* SOURCE PASSAGE *
------------------------------

# St Barts Forums > Storm Tracker >  >  Happy First Day of Spring!

## MIke R

and its a *POWDER DAY!!!.*..pinch me

major dumpage last night....

----------


## stbartshopper

Happy first day of spring to you as well. We have snow forecasted for this coming Tues. in Indianapolis, which means it is on the way to the east coast after that. At our home in northern Michigan, they have a new contest as to when our lake, Lake Charlevoix, will melt. You may have read that Lake Michigan has frozen over 97%. Spring can not come quick enough!

----------


## MIke R

yes we have  lake ice melt contests every year...its actually a big event with many great prizes.....

----------


## NHDiane

About 3-4 inches of heavy, wet stuff fell after midnight last night along with some sleet mix...wonderful to wake up to on this first day of spring!   :culpability:  Looks like you received the jackpot Mike.

------------------------------

* PROVIDED INFORMATION *
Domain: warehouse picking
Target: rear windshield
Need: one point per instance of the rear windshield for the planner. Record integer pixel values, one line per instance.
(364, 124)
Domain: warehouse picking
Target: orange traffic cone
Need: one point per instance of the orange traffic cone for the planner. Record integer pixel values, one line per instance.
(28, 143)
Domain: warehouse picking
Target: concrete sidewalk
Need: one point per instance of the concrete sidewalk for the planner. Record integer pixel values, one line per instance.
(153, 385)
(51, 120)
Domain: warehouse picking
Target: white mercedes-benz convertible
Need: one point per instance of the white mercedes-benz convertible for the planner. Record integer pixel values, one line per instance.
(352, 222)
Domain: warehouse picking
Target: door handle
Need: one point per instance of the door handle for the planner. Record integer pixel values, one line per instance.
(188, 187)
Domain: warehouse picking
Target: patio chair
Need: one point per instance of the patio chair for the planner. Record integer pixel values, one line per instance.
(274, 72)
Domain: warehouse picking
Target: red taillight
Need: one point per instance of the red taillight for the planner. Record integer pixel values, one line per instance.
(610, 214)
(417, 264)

------------------------------

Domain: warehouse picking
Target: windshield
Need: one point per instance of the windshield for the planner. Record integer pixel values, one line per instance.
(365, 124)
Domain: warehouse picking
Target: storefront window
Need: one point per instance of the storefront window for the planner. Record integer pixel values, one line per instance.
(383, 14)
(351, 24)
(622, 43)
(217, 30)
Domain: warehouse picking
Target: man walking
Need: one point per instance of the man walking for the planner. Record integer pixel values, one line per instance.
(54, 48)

------------------------------

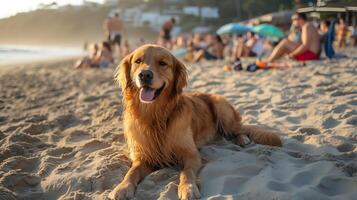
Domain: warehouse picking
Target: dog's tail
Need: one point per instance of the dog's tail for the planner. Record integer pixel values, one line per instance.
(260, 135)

------------------------------

Please continue the forum thread about the first day of spring, picking up after its last post. These records have nothing to do with the forum thread above.

----------


## MIke R

a foot plus...headin out  now to take a few runs before work

life is good

----------


## NHDiane

Enjoy playing in the snow!

----------


## andynap

Not until 12:57 PM

----------


## NHDiane

The detail man strikes again :Wink-slap:

----------


## MIke R

stlll snowing up here Diane....

----------


## NHDiane

Keep it up there!!!  It's been spitting rain here the last couple of hours

----------


## andynap

Happy First Day of Spring.  :Triumphant:  It hit 60 today

----------


## MIke R

....its been great but I am ready for Spring and the tropics and the Cape now....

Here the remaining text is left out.